◆ What you need to do
The range runs from the line containing "If you could indicate the driver" to the last line of the entries. Restate those lines word for word, without the pictures.

━━━ Data to use

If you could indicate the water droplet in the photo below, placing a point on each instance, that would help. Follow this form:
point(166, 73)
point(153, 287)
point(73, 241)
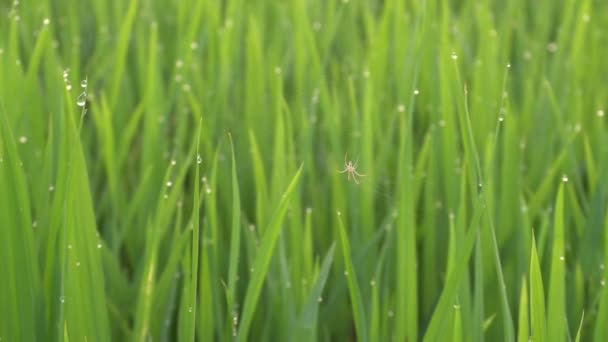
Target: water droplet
point(82, 99)
point(552, 47)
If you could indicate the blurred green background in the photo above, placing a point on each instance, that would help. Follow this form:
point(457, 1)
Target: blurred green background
point(169, 170)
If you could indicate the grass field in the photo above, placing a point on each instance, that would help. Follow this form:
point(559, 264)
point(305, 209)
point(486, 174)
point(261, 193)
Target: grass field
point(169, 170)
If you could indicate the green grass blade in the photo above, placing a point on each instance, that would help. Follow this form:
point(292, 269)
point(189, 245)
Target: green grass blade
point(353, 284)
point(537, 298)
point(556, 314)
point(262, 261)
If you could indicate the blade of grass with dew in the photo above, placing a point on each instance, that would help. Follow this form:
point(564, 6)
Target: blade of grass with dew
point(263, 257)
point(353, 285)
point(307, 327)
point(19, 292)
point(83, 273)
point(451, 286)
point(523, 326)
point(235, 239)
point(556, 313)
point(190, 325)
point(537, 298)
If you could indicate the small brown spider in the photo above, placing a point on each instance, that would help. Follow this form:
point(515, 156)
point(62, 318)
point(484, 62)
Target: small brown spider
point(351, 169)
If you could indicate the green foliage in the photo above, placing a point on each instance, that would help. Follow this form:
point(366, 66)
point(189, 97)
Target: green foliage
point(169, 170)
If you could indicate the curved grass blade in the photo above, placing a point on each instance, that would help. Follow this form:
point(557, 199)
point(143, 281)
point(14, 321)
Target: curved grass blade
point(537, 298)
point(353, 285)
point(262, 261)
point(556, 316)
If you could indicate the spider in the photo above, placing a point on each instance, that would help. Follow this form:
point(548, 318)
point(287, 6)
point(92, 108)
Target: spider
point(351, 169)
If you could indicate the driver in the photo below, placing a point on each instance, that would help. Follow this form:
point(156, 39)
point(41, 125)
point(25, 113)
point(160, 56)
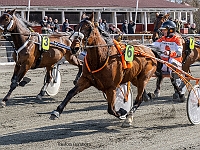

━━━━━━

◆ The answer
If you could indicate the driver in the photo below, placing a point on each instance, that would help. Follow this form:
point(156, 39)
point(41, 125)
point(25, 113)
point(160, 56)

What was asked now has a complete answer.